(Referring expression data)
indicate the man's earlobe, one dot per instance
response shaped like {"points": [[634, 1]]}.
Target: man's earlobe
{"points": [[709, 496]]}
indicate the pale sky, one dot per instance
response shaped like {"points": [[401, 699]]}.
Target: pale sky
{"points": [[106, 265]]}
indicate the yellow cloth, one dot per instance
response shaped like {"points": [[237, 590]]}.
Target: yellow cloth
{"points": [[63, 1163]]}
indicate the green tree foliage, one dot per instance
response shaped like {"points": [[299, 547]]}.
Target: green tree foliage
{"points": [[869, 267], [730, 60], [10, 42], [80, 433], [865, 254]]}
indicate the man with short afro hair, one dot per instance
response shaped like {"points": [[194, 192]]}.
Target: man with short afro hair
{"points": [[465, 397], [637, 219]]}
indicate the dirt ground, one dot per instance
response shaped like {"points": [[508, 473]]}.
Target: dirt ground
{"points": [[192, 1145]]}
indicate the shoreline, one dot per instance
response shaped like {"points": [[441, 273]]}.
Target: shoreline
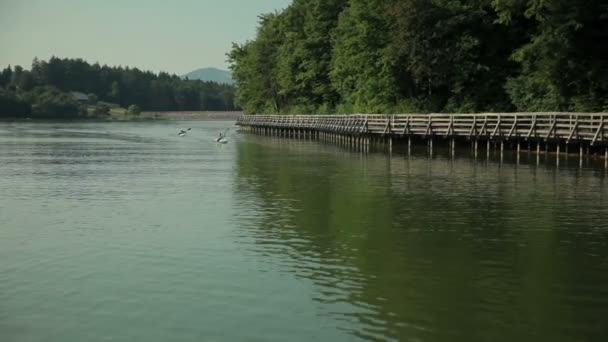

(Task statement) Your answer must be an exact repeat of the records above, with no pictures in it.

(Exercise result)
indicate the man's earlobe, one dot per instance
response shaped like {"points": [[634, 1]]}.
Target: man's earlobe
{"points": [[709, 496]]}
indicate the pale sky, one dot per instance
response shaped like {"points": [[401, 699]]}.
Target: pale sky
{"points": [[106, 265]]}
indicate the yellow cloth, one dot per instance
response shaped like {"points": [[237, 590]]}.
Target: yellow cloth
{"points": [[63, 1163]]}
indicate the green tree foliage, one dot per instance
response shaped like {"points": [[299, 547]]}.
Target: green tree foliage
{"points": [[869, 267], [730, 60], [10, 42], [80, 433], [865, 254]]}
indicate the man with short afro hair, one dot per instance
response shaped like {"points": [[194, 192]]}.
Target: man with short afro hair
{"points": [[465, 397], [637, 219]]}
indicate the dirt ground, one dot per instance
response shaped like {"points": [[508, 473]]}.
Target: dirt ground
{"points": [[192, 1145]]}
indicate the shoreline, one dot per instance
response shaped like {"points": [[441, 273]]}.
Target: shoreline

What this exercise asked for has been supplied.